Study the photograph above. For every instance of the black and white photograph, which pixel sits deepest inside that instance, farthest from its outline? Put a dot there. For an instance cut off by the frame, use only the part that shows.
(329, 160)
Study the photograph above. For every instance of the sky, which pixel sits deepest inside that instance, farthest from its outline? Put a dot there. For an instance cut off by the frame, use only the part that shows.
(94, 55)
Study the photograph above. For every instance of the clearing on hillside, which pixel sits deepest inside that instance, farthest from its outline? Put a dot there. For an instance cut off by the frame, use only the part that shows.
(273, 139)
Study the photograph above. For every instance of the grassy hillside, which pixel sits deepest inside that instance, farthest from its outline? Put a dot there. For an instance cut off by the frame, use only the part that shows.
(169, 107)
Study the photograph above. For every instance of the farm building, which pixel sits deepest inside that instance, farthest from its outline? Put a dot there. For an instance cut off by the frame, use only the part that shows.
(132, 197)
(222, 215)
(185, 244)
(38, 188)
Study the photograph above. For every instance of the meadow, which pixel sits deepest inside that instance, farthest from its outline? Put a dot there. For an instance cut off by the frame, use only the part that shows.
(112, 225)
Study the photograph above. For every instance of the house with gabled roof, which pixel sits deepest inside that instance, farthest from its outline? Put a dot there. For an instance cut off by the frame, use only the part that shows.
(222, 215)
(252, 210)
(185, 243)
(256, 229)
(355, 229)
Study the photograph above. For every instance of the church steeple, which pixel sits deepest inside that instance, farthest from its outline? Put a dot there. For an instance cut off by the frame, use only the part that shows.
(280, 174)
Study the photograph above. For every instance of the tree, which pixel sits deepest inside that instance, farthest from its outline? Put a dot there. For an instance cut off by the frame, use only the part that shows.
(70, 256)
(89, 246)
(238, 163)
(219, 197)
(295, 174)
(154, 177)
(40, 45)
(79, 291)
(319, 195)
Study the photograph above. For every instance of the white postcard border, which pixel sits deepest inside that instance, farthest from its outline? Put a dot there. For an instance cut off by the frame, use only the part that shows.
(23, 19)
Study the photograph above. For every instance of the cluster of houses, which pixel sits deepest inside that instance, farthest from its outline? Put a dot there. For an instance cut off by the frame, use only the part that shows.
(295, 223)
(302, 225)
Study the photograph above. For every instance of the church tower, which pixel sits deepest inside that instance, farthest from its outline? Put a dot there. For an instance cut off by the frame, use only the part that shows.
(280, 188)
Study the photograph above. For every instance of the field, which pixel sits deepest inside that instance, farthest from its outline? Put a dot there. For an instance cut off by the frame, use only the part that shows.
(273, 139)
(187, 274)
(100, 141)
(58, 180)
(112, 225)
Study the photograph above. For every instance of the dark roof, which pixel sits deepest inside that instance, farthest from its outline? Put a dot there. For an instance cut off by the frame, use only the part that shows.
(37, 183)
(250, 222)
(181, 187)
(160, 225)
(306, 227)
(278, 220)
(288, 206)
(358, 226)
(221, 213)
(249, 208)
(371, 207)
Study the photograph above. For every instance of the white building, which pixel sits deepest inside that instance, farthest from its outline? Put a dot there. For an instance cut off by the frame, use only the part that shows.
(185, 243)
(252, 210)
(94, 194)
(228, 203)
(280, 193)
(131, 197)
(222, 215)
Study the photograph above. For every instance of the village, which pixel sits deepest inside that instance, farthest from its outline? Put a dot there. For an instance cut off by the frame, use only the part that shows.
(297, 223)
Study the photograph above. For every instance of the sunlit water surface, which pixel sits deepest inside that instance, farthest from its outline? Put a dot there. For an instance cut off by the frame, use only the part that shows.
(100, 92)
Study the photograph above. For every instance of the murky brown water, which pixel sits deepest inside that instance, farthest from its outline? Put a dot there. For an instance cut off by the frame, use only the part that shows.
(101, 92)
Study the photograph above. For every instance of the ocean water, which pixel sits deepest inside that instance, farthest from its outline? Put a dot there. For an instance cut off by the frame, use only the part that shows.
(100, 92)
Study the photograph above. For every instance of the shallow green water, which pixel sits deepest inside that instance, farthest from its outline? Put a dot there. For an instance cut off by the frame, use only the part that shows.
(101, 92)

++++++++++

Instructions for the task →
Starting at the line that contains "Study the photograph above. For every instance of the shallow", retype each line through the end of the listing above and nothing else.

Problem solution →
Study the photograph above. For every instance of the shallow green water, which pixel sits deepest inside that instance, farthest from its outline? Put a dot there. For an instance cut off by the frame, use only the part that shows.
(101, 92)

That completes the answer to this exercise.